::: Data for this exercise :::
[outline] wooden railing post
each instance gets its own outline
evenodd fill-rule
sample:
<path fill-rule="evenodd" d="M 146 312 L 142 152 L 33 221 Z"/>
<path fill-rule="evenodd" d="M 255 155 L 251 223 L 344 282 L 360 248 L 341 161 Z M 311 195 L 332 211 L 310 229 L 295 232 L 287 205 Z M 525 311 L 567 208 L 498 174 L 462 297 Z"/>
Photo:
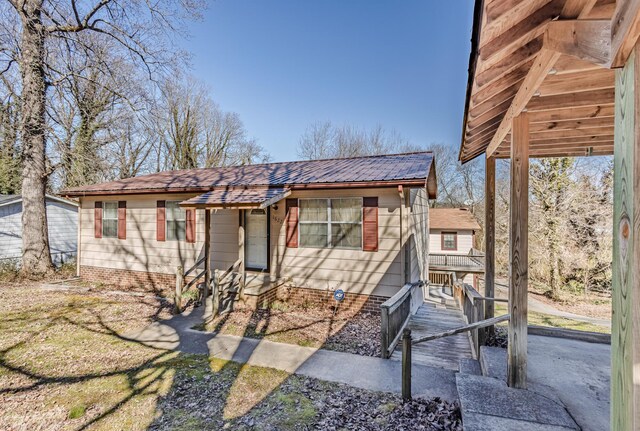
:::
Exercise goal
Here the job is to retype exactly the lines that start at the one containing "evenodd fill-rule" and run through the end of the records above, leaving out pictures.

Response to this exercise
evenodd fill-rule
sample:
<path fill-rule="evenodd" d="M 146 312 L 142 152 L 33 221 Z"/>
<path fill-rule="evenodd" d="M 255 155 L 251 223 L 344 282 L 360 248 L 341 161 Z M 311 195 L 332 211 L 310 229 L 295 232 L 287 205 Z M 525 311 L 567 208 L 498 174 L 462 297 Z"/>
Photo:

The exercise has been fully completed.